▶ **Extract**
----------
In November 2020 the Family Solutions Group -a sub-group of the Private Law Working Group which was formed to give attention to improving the experiences of/opportunities for separating families away from the Family Court – published its report, What about me? It is, as one would expect from the stellar group of interdisciplinary professionals who congregated to make it happen, a detailed, enlightened and thought-provoking piece of work.
The report is peppered liberally with ideas and recommendations, with a laudable central theme – encouraging all of us who work in the field of family justice to place the child’s long-term welfare at the centre of all we do. Whereas the current processes for resolving disagreements on separation tend to operate for parents, the report highlights that more focus needs to be placed on the needs of the children of separating parents.
Whilst the report is weighty and leaves us with very much to reflect upon, in fact it is not a formal consultation-inviting document. What is more, it is but part of the detailed and rich tapestry of change (some hoped-for, some forced upon us due to circumstance, some finally happening after years of campaigning) with which Resolution (alongside all who work in family justice) is presently engaging.
In the last few months alone we have worked with the MoJ on the detail of the rule changes around the Divorce, Dissolution and Separation Act, attending several meetings with officials and responding to their consultation now that our 30+ years of campaigning for no-fault divorce has borne fruit. We have engaged with members and MoJ officials over the delivery of family justice amidst a global pandemic. We have continued to be involved as the Domestic Abuse Bill has passed through Parliament. We have worked with HMCTS on new online forms and procedures.
Looking ahead, we have also been considering the Family Justice Board’s statement on its priorities (drawing from the reports of the Private Law Working Group, the What about me? report and the Harm Panel report – see the next article for more details), and have been working with the Law Commission as it develops its next programme of work. What about me? is not a piece of work to be taken in isolation, but rather as part of the wider fabric of reform which is afoot.
Many of the Family Solutions Group’s recommendations sit well with values which are at the heart of the Resolution Code of Practice, our Manifesto for Family Law and all that we do. As a non-exhaustive list of the principles we whole-heartedly endorse:
- A wide public education campaign, to reframe family breakdown away from justice language and towards an understanding of child welfare (whilst highlighting that this is a huge ask).
- A framework of support services for children (whilst questioning when and how best in practice to give the child the opportunity to be heard in any process involving separating parents).
- The safety and co-operative parenting pathways (recognising the need to better assess risk).
----------
▶ **Data section**

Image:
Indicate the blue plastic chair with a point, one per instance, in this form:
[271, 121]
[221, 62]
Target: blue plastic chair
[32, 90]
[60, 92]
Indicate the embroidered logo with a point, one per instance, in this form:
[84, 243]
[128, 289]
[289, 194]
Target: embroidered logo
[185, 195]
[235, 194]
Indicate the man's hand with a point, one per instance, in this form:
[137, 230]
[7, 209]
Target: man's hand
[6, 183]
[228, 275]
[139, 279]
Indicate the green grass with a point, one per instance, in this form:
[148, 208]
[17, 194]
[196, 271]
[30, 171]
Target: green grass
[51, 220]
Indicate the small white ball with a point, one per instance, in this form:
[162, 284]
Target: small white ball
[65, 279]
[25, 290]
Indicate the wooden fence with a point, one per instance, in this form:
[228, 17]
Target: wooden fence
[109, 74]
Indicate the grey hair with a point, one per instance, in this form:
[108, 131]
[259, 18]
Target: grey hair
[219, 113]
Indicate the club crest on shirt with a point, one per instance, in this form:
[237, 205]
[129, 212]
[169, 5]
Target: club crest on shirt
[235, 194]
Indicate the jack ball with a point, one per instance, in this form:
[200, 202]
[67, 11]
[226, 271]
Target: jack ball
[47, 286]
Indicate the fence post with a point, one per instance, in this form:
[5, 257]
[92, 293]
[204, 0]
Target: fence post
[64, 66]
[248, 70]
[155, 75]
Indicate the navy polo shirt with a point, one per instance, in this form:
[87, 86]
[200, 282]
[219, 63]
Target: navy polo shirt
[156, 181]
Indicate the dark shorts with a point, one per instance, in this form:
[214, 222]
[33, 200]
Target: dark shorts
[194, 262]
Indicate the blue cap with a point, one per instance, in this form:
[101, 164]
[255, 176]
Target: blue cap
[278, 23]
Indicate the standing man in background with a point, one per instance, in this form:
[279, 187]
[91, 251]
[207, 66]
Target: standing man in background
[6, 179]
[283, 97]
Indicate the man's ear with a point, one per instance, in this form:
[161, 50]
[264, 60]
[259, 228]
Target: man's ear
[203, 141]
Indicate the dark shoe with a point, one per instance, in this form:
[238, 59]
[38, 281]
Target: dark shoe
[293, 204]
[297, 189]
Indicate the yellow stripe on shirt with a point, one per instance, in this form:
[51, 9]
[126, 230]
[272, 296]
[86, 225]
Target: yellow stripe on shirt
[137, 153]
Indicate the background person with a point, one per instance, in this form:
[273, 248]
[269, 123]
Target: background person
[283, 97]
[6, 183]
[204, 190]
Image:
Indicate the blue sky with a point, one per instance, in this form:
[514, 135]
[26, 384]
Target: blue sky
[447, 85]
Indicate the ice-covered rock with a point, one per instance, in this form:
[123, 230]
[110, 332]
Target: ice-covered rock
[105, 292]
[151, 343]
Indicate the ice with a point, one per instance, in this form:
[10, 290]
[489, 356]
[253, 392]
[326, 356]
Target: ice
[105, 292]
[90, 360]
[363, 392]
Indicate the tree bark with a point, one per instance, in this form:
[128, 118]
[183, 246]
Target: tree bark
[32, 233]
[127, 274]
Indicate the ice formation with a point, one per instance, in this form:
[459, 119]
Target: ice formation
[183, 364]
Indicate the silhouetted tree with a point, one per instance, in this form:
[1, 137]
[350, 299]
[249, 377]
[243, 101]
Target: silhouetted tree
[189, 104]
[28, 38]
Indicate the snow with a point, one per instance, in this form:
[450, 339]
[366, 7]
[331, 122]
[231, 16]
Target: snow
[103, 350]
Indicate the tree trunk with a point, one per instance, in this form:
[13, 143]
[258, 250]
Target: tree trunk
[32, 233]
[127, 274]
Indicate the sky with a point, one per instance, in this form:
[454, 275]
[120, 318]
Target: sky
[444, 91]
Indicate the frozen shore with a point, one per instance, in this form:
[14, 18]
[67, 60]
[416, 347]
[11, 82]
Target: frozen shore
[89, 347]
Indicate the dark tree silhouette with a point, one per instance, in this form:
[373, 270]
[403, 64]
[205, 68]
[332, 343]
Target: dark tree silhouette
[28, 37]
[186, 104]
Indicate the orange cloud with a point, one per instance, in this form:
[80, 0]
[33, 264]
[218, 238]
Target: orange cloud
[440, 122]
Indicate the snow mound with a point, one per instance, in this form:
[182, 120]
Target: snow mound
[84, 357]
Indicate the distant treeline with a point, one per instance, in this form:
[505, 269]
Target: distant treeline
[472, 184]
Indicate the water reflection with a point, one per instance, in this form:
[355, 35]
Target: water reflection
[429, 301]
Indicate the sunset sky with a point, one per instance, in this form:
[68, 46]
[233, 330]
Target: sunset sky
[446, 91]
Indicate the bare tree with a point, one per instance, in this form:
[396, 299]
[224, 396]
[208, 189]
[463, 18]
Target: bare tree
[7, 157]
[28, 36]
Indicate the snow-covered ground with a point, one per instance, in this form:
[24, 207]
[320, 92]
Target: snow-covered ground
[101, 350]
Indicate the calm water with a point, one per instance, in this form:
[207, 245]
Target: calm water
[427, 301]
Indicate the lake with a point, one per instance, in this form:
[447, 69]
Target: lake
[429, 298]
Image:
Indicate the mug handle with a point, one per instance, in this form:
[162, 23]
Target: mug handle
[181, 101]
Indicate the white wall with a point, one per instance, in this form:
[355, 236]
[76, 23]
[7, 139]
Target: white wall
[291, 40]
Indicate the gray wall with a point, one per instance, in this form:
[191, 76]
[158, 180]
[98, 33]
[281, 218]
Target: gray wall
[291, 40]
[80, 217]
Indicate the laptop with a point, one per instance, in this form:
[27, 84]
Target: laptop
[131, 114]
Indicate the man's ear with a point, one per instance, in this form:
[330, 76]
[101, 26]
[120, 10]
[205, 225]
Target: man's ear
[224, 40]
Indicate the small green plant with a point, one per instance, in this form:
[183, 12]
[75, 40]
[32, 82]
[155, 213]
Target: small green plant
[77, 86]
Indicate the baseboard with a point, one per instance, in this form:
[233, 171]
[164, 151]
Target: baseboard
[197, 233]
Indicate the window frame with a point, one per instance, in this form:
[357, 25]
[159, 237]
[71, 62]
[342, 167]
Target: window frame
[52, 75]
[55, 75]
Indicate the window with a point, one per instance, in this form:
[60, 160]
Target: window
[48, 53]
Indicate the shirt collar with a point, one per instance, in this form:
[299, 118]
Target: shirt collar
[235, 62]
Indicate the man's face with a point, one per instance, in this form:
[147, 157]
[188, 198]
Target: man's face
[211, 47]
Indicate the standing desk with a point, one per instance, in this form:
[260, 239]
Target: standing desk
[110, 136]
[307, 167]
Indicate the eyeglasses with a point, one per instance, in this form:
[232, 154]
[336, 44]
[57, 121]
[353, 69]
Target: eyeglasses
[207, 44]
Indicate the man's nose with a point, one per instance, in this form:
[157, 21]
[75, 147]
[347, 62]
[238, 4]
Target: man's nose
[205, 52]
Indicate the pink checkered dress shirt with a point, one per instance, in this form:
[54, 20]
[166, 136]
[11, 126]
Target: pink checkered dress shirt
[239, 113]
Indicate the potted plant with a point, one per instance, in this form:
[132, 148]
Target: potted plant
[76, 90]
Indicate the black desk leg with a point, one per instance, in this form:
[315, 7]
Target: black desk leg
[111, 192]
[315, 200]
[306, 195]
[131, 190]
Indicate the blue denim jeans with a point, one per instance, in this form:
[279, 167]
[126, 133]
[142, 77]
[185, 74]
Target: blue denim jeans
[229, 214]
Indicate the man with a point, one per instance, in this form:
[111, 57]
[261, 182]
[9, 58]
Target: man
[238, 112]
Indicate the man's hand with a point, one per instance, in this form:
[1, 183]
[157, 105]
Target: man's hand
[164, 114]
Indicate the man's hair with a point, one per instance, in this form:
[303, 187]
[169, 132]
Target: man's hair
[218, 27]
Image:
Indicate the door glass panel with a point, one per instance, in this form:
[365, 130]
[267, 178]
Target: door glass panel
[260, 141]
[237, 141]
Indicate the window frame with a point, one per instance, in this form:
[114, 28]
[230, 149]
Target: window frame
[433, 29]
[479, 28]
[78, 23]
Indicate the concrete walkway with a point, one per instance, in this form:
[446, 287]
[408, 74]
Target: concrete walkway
----------
▶ **Work task 1**
For each statement about the article on the What about me? report, say yes or no and quote the words of the article that decide it. (a) The report was published in November 2020. (b) The report is a formal document that invites consultation. (c) Resolution campaigned for no-fault divorce for fewer than ten years.
▶ **Work task 2**
Pick up the article on the What about me? report after its last sentence and continue it.
The lines above come from a separate source, not from the article on the What about me? report.

▶ **Task result 1**
(a) Yes: "In November 2020 the Family Solutions Group -a sub-group of the Private Law Working Group which was formed to give attention to improving the experiences of/opportunities for separating families away from the Family Court – published its report, What about me?"
(b) No: "in fact it is not a formal consultation-inviting document"
(c) No: "our 30+ years of campaigning for no-fault divorce has borne fruit"

▶ **Task result 2**
- Promoting a role for a new type of professional providing legal information, mediation and counselling services.
- A holistic approach and integrated practice, which Resolution members are well-placed to provide.
- Self-regulated parenting programmes.
- Good practice which looks beyond the discrete issue and considers how any given process will affect the parenting relationship. Our Pod structure is a good basis for local networks of professionals who promote an integrated approach to problem-solving issues between parents.
Much has been written about the proposed Part 3 protocol, aka the Surrey Initiative, which features as an addendum to the report. That is something that has received a mixed response within Resolution. Whilst few practitioners would deny that more needs to be done to enforce existing Part 3 of the Family Procedure Rules, there is not consensus that the Surrey Initiative is the right answer.
Whilst its aims are laudable, the ends to achieve those aims (including costs sanctions against clients and solicitors) are pointy and risk driving inappropriate cases into mediation for fear of sanctions; creating delay which, in children cases in particular, may be used tactically by one parent to the detriment of the other; and taking away one of the main bedrocks of mediation, ie its voluntary nature.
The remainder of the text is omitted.